Page excerpt -
● ● ● ● ●
Now that the government has become so deep in debt (an extra five trillion+ in the last three years) any increase in interest rates will stagger the shaky plan the US currently uses for operating. Won't the FED make even larger moves devaluing the currency to keep rates low? If we even went back to 'normal' rates of the recent past the government would only have funds to pay retirement, health care, and interest. There will be no room for any other expenses including the military.

The future is very uncertain, more so than just interest rates.
There is no free lunch. Wealth cannot be manufactured at the printing press.

The Fed is financing the Federal deficit by purchasing 100% of the U.S. debt. How is this trick accomplished? Where is the free lunch?
● ● ● ● ●
Information supplied -
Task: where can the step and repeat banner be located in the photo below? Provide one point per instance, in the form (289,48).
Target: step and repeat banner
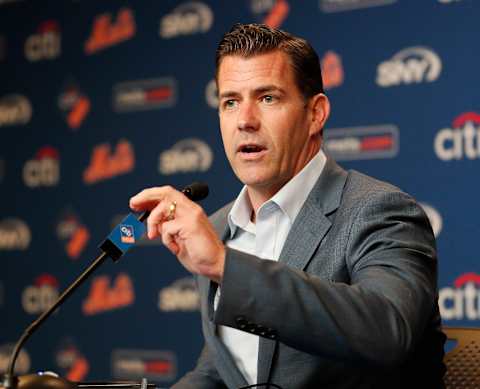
(100,99)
● ● ● ● ●
Exercise brief -
Reproduce the stretch of the passage on federal debt from "Now that the" through "the free lunch?" word for word. The listing has no connection to the passage on federal debt.

Task response -
Now that the government has become so deep in debt (an extra five trillion+ in the last three years) any increase in interest rates will stagger the shaky plan the US currently uses for operating. Won't the FED make even larger moves devaluing the currency to keep rates low? If we even went back to 'normal' rates of the recent past the government would only have funds to pay retirement, health care, and interest. There will be no room for any other expenses including the military.

The future is very uncertain, more so than just interest rates.
There is no free lunch. Wealth cannot be manufactured at the printing press.

The Fed is financing the Federal deficit by purchasing 100% of the U.S. debt. How is this trick accomplished? Where is the free lunch?